## Reading text
──────────
On Talking Smack
Adrian Hon and Andrea Phillips and I often shoot the breeze about how much we hated some movie, book, TV show or game. We go into some detail. We explore the many different ways in which we hated it. We do it so much that we've frequently joked that we should set up a podcast about all the bad bits of culture in the world and call it Snarkcast. It may yet happen, except that this amount of hostility might forever torpedo our reputations as easy-going and generally lovely people. Plus, we'd then invite everyone else to snark about our work.
However, the more I think about it, the more I believe that talking smack about other people's work - privately, if you must - is an incredibly important creative skill.
In school, we get shown great pieces of world culture. Books that are acknowledged classics, art or music or movies that were made by people at the peak of their powers. We're supposed to learn how to reverently "appreciate" this greatness by pointing out why it's so good. That's fine, that's how we learn about our shared culture.
But I was never shown anything truly dire in school, or an early work by a talent that wasn't yet formed. Never encouraged to point out the flaws, or to answer the question: "how could this have been made better?" In fact, it wasn't until I did my Creative Writing MA that anyone tried to systematically get me to critique, rather than just identify many different reasons to praise greatness.
──────────
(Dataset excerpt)
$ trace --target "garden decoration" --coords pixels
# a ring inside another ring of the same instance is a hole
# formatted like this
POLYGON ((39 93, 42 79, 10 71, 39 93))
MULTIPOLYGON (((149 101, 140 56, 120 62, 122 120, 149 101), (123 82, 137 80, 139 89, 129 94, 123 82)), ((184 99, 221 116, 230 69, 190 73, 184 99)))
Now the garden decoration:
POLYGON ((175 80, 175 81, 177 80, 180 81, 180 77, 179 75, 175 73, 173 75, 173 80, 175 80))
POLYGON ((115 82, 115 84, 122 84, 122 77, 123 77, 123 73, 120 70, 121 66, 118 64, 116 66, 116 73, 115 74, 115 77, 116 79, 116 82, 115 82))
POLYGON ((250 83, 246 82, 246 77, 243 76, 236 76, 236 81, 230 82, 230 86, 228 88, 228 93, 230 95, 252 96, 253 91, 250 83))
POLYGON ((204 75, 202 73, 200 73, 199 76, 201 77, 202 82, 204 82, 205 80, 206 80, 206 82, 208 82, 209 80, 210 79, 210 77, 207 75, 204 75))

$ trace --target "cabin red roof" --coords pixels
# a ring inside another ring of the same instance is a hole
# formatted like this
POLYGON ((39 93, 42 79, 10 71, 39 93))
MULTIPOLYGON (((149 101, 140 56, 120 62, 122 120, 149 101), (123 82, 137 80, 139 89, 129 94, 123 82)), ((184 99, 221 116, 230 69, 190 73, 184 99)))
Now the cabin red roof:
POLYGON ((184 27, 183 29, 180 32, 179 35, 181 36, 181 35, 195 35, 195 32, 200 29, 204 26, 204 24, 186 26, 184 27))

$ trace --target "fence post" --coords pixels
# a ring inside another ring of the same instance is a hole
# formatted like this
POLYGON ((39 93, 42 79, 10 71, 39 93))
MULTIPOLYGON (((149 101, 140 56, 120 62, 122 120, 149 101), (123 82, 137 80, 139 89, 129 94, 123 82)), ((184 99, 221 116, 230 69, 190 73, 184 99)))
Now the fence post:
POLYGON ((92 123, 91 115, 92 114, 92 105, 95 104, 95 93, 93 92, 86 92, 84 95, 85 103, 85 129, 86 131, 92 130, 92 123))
──────────
## Aim 1
According to the essay on talking smack, why might the writer and friends never set up the podcast they joke about?
## Aim 2
Decide whether each statement agrees with the essay on talking smack. Answer yes or no for each, quoting the deciding words. (a) The writer was shown truly dire work in school. (b) The writer considers talking smack about other people's work an important creative skill. (c) The Snarkcast podcast has already been launched.
## Aim 3
Copy the stretch of the essay on talking smack from "However, the more" through "our shared culture.".

## Reply 1
The writer suggests that so much hostility might permanently ruin their reputations as easy-going and generally lovely people. A podcast would also invite everyone else to snark about their own work.

## Reply 2
(a) No: "But I was never shown anything truly dire in school"
(b) Yes: "talking smack about other people's work - privately, if you must - is an incredibly important creative skill"
(c) No: "It may yet happen"

## Reply 3
However, the more I think about it, the more I believe that talking smack about other people's work - privately, if you must - is an incredibly important creative skill.
In school, we get shown great pieces of world culture. Books that are acknowledged classics, art or music or movies that were made by people at the peak of their powers. We're supposed to learn how to reverently "appreciate" this greatness by pointing out why it's so good. That's fine, that's how we learn about our shared culture.